» TESTO FORNITO:
I dati sull’occupazione in Fvg.
Nel primo semestre 2022 il numero medio di occupati stimato dall’Istat in Friuli Venezia Giulia è pari a quasi 527.000 unità, 26.000 in più rispetto allo stesso periodo dell’anno scorso (+5,2%), quando l’economia era ancora negativamente condizionata dalle restrizioni introdotte per fronteggiare la pandemia. Anche nel confronto con i primi mesi del 2019, prima dell’emergenza Covid, si rileva una notevole crescita (+22.700 unità). Lo rende noto il ricercatore dell’Ires Alessandro Russo che ha rielaborato dati Istat.
La ripresa dell’occupazione in questa fase di superamento della crisi sanitaria ha riguardato esclusivamente il lavoro dipendente (+25.500 unità su base tendenziale), mentre quello autonomo è rimasto sostanzialmente stabile. I settori che hanno contribuito positivamente sono: l’industria (+8.200 occupati rispetto alla media del primo semestre 2021), commercio, alberghi e ristoranti (+6.600), altre attività dei servizi (+11.200). Il tasso di occupazione regionale (calcolato nella fascia di età compresa tra 15 e 64 anni) nel secondo trimestre di quest’anno ha superato il 70% (70,4%); a livello nazionale solo la provincia di Bolzano presenta un valore più elevato (74%). Se si considera la classe di età 20-64 anni il tasso di occupazione regionale è pari a 75,3% e per i maschi supera l’80% (69,1% per le femmine).

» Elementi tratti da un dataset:
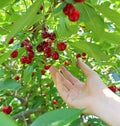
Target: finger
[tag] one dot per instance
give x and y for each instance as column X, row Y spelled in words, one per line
column 63, row 91
column 61, row 80
column 85, row 68
column 70, row 77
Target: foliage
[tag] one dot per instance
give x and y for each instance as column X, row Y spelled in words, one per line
column 33, row 95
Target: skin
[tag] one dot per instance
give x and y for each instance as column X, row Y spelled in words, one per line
column 93, row 95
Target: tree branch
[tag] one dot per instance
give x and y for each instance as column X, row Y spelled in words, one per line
column 28, row 112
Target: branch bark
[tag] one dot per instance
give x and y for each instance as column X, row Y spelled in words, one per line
column 27, row 113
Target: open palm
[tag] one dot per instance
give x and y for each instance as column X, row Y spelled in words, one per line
column 74, row 92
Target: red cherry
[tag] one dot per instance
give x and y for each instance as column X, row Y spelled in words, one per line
column 44, row 95
column 68, row 9
column 16, row 77
column 23, row 59
column 47, row 66
column 47, row 50
column 84, row 58
column 74, row 16
column 54, row 102
column 44, row 34
column 7, row 109
column 14, row 54
column 49, row 41
column 84, row 54
column 27, row 40
column 31, row 54
column 28, row 47
column 61, row 46
column 79, row 0
column 11, row 41
column 55, row 55
column 47, row 55
column 113, row 88
column 33, row 74
column 44, row 44
column 41, row 7
column 78, row 55
column 66, row 63
column 29, row 60
column 43, row 72
column 39, row 48
column 52, row 36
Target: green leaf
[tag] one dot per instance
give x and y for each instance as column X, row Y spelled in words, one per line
column 5, row 120
column 9, row 84
column 112, row 38
column 60, row 117
column 4, row 3
column 110, row 14
column 92, row 20
column 91, row 49
column 27, row 74
column 4, row 57
column 29, row 18
column 66, row 28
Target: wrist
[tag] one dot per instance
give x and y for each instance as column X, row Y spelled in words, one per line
column 106, row 106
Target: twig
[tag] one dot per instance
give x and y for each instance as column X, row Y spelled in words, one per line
column 27, row 113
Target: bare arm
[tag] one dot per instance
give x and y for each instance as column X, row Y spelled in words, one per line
column 93, row 95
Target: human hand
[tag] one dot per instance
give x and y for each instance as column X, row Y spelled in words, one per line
column 74, row 92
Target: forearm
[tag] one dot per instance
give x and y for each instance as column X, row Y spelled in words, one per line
column 107, row 107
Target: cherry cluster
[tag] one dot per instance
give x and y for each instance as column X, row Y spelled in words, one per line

» ISTRUZIONI DA SEGUIRE: Per favore, ricopia dal testo sull'occupazione riportato sopra il passaggio che comincia con "La ripresa dell’occupazione" e prosegue fino a "per le femmine).".

» RISPOSTA SCRITTA:
La ripresa dell’occupazione in questa fase di superamento della crisi sanitaria ha riguardato esclusivamente il lavoro dipendente (+25.500 unità su base tendenziale), mentre quello autonomo è rimasto sostanzialmente stabile. I settori che hanno contribuito positivamente sono: l’industria (+8.200 occupati rispetto alla media del primo semestre 2021), commercio, alberghi e ristoranti (+6.600), altre attività dei servizi (+11.200). Il tasso di occupazione regionale (calcolato nella fascia di età compresa tra 15 e 64 anni) nel secondo trimestre di quest’anno ha superato il 70% (70,4%); a livello nazionale solo la provincia di Bolzano presenta un valore più elevato (74%). Se si considera la classe di età 20-64 anni il tasso di occupazione regionale è pari a 75,3% e per i maschi supera l’80% (69,1% per le femmine).